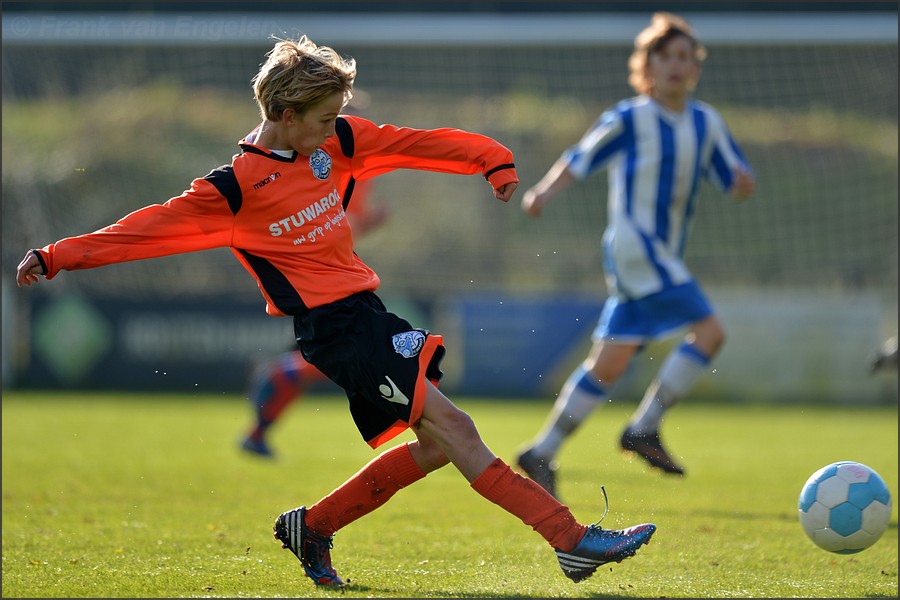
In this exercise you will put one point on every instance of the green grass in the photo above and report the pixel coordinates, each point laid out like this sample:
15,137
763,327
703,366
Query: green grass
148,496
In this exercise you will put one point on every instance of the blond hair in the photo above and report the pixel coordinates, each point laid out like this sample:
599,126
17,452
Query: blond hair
298,74
662,29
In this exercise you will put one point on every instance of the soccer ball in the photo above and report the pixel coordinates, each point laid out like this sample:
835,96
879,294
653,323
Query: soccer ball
844,507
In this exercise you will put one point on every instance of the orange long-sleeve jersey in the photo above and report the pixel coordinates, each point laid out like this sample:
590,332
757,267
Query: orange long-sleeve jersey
283,217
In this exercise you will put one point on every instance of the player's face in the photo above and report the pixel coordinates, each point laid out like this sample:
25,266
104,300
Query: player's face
673,68
311,129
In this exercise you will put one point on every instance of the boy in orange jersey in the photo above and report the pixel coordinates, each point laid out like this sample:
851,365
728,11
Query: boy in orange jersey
279,206
281,381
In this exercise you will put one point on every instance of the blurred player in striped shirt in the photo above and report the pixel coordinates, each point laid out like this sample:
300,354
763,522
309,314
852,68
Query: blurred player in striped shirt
657,147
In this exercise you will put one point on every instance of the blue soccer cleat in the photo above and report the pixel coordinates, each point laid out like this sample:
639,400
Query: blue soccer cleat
313,550
600,546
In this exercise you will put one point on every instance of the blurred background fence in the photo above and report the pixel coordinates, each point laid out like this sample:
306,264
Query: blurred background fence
104,113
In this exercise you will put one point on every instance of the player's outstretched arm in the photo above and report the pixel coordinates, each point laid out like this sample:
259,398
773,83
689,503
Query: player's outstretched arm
505,192
29,269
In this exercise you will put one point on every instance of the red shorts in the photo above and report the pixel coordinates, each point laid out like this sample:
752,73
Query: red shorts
380,360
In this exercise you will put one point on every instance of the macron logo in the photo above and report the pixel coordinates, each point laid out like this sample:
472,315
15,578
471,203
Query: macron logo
260,184
391,393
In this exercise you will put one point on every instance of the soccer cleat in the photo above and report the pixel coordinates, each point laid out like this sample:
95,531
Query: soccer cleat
257,446
542,471
649,447
313,550
600,546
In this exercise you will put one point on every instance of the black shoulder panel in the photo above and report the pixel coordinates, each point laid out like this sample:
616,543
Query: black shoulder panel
345,135
226,182
276,285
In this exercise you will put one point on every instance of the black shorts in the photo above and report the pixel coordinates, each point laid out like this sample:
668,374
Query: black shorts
380,360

☆ ☆ ☆ ☆

▶ _Exercise objective_
Rewrite the rows above with "soccer cleat" replaced by "football boot" everywhere it occurs, leaving everything else unchanged. Leave out the pictures.

▶ _Response for this exercise_
In this exercise you will put one point on every instance of the green grass in the photo above and report the pixel coordinates, each point laid out like this sample:
15,137
763,327
703,366
Query: green grass
148,496
In this exercise you will put one point on every instance of the blond hair in the photo above and report the pixel coordinates, each point laid out like this sample:
599,126
17,452
Query: blond hair
298,74
662,29
In this exercise you will put one point on every instance of the soccer ball in the photo above and report the pixel coordinates, each point laid out like this sample:
835,96
879,294
653,323
Query: soccer ball
844,507
In this exercise you will put one point on every instance of the orange long-sleeve jersey in the photo above and report the pixel coordinates, each point laid out like this sample:
590,332
757,267
Query: orange long-sleeve jersey
283,217
In this exercise you will put one point on every instance of the player's face in the photo above and report the pixel coordinates, each point laid out like this sample:
25,266
104,300
Query: player's face
673,68
311,129
In this exercise you will put one point on every instance of the boy in orange jersey in the photo above and report the pixel coordinates, each point laid out like this sample:
851,365
728,11
Query: boy in orange jersey
279,206
281,381
In this exercise you will put one point on every instance of the blurred player in striped shirt in the photo above and report the pixel coordinates, each point laid out like this sample:
300,354
763,522
309,314
852,68
Query: blurred player in striped shirt
657,147
In this exercise you will put one point on every instance of the blue football boot in the photo above and report the pixel coordinates, each point laid out like this sample:
639,400
Query: blue football boot
313,550
600,546
In this exercise you will put one point on every instance of the blurred background fence in the photo above and report the pixel coordinates, each point laid out like this sample:
306,264
Query: blurred background fence
104,113
In this exercise you will put one point on every instance of the player's outstretched arm in the photo above and report the pixel coordinates, each point laid out like this sample:
259,398
773,83
689,503
Query: player's outstretched arm
505,192
29,269
In this exercise you will put one point on every instance of the red shorts in the photo above and report the pixel coordinates, each point laid out like this sample:
752,73
Query: red shorts
380,360
In this exercise you will put one point on every instance of the macron logo in the photo above and report the pixel coordinates, each point laid out like this sample:
472,315
15,578
471,203
Query: macron logo
260,184
391,393
In this exercise you will put one point on every instance of the football boot in the photo above and report the pixel coordinates, each point laid out like this sample:
95,531
Query: football boot
257,446
542,471
649,447
313,550
600,546
In this exercise you will put one point on every instance of the black shoulder panel in the photo above and report the pixel coordinates, each point laid out like this sample:
616,543
Query: black shoulder panel
345,135
226,182
276,285
In this exercise you will put one point on every instance of the black shorts in the photo above and report the pixel coordinates, each point laid out like this sample:
668,374
Query: black shorts
380,360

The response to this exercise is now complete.